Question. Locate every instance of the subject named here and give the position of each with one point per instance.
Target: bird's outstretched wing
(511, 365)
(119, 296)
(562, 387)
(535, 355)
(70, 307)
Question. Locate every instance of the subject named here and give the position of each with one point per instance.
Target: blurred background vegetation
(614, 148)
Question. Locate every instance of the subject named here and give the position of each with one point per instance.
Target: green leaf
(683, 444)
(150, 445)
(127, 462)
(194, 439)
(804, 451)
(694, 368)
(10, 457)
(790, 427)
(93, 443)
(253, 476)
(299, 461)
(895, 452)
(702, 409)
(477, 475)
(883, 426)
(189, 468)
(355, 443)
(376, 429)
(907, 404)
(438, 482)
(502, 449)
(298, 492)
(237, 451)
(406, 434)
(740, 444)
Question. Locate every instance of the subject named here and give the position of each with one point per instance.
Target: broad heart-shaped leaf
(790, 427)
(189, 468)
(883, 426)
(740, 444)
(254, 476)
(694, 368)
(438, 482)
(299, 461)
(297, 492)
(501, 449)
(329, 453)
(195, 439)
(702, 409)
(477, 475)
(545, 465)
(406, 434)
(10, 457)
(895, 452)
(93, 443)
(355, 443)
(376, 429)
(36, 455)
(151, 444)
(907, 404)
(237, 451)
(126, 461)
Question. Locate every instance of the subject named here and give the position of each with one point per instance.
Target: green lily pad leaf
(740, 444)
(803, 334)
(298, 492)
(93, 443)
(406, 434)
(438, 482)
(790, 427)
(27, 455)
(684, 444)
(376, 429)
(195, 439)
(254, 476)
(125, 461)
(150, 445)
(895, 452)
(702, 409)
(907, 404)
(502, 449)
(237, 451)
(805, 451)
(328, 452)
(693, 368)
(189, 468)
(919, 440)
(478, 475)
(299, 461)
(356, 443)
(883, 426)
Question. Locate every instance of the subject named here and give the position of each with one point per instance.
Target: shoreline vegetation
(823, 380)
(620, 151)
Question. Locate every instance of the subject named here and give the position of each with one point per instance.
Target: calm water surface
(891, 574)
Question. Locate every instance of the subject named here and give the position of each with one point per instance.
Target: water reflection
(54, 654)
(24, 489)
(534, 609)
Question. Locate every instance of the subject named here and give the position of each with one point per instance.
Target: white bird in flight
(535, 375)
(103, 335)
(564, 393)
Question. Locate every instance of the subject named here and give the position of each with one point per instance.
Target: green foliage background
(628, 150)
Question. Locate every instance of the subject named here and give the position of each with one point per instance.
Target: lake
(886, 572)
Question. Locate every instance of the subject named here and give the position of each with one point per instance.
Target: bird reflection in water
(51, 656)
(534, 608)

------------------------

SET PROBLEM:
Gather every line from the rows above that contains the word "vegetation", and copy each of those lines in full.

ANSWER TO THE EXERCISE:
Target: blurred background vegetation
Target: shoreline vegetation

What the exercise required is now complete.